_Data listing_.
>>>>

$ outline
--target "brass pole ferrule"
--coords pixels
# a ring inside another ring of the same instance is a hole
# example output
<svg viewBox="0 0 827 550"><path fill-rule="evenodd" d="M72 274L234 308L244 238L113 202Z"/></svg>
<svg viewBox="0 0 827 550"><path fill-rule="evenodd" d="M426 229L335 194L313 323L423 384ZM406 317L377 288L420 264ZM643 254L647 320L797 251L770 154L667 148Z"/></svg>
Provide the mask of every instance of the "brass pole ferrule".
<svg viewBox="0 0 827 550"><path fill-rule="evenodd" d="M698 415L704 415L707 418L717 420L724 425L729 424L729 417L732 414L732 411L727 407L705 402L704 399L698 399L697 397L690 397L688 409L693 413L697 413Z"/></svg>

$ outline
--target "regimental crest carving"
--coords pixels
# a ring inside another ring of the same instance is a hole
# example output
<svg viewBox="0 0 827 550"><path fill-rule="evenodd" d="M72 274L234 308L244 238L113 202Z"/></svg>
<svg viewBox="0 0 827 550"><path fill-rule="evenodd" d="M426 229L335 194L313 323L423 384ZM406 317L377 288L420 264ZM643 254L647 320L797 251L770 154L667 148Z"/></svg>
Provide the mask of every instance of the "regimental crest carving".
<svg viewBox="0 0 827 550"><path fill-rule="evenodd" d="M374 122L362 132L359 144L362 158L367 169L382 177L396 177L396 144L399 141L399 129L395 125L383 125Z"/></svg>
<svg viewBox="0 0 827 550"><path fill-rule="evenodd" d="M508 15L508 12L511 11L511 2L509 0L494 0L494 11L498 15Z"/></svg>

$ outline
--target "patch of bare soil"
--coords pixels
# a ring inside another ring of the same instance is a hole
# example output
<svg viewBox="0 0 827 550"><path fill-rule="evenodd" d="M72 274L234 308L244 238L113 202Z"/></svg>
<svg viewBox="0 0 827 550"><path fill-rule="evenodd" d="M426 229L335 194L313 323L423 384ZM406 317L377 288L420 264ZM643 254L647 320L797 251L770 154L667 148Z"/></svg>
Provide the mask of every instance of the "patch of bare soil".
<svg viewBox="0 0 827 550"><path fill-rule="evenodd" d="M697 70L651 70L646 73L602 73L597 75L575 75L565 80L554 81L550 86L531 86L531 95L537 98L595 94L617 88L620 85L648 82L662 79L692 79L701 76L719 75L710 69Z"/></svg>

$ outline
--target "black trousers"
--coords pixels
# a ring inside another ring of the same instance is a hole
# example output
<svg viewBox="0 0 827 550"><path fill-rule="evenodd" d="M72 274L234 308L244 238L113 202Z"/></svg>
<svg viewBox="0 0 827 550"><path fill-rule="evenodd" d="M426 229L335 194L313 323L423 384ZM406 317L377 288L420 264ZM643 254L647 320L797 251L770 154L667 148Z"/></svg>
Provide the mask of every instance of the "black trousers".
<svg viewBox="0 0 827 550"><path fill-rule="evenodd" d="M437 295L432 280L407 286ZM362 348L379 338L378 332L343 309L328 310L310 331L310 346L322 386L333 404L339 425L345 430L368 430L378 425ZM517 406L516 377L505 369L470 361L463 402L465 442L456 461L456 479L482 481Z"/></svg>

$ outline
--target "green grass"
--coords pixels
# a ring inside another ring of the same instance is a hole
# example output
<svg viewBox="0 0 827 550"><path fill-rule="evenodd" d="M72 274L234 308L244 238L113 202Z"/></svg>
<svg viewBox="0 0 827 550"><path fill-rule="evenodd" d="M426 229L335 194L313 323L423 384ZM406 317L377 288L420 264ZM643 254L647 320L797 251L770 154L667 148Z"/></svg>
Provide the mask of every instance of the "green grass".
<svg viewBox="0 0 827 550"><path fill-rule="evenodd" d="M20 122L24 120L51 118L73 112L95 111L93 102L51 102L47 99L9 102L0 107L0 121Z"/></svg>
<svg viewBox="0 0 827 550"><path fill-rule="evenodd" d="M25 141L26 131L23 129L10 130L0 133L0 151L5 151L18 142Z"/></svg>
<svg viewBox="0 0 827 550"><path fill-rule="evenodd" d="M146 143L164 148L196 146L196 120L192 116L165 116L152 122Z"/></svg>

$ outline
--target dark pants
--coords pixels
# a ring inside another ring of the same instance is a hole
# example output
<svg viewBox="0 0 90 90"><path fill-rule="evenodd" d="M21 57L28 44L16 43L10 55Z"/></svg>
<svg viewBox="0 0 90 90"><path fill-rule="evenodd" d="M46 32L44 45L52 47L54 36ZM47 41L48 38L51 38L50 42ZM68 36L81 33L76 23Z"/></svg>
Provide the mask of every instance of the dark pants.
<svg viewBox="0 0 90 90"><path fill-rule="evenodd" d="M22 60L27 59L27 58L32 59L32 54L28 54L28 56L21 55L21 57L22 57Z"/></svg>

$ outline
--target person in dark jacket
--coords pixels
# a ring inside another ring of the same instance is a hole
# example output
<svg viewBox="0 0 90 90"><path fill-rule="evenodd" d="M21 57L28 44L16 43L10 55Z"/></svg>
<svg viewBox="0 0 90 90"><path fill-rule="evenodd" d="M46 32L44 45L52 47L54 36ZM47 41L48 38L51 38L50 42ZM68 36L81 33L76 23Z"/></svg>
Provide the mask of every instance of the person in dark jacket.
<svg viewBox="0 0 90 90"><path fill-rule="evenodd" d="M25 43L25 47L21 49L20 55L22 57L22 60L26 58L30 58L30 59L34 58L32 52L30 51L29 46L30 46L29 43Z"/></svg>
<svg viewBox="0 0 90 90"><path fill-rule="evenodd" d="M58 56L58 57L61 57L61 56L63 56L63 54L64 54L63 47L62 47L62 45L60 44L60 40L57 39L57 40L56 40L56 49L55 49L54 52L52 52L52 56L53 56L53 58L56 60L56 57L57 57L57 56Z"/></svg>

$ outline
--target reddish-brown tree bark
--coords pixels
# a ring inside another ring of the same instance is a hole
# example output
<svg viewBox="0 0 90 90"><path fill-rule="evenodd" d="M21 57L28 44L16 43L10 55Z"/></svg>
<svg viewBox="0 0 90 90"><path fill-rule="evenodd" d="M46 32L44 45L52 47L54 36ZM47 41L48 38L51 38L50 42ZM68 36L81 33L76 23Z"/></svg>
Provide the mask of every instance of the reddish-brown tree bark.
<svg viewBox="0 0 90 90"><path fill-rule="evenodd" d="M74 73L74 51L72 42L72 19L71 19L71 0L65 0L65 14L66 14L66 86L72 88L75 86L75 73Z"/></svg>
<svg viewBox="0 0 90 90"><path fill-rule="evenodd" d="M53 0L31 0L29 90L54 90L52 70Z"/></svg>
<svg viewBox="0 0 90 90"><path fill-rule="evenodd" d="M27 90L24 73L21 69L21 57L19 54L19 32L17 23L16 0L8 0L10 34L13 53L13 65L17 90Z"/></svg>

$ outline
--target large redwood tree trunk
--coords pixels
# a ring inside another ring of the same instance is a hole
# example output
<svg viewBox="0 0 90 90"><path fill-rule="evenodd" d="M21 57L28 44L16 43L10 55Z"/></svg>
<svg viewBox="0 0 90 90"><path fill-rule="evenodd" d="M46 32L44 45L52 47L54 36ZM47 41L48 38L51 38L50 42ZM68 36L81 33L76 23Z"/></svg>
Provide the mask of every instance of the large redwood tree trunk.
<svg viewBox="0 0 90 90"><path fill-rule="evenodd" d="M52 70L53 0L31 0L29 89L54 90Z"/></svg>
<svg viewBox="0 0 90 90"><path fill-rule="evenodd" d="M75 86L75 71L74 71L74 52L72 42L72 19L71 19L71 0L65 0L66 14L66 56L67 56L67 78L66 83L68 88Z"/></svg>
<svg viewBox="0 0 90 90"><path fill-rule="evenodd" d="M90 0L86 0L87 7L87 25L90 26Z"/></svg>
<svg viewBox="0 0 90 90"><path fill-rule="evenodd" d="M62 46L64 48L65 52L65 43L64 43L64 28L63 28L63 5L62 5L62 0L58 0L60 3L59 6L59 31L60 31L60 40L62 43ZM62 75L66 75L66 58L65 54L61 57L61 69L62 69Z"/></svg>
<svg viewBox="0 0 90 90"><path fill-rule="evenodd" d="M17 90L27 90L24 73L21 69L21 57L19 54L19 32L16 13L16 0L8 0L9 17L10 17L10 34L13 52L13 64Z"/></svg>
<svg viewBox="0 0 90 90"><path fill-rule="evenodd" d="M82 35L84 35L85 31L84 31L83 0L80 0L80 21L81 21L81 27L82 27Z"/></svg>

<<<<

Find every line in the data above that contains the word "patch". Copy each of those lines in full, and treat uppercase and lowercase as different.

--target "patch of bare soil"
Provide the mask of every instance of the "patch of bare soil".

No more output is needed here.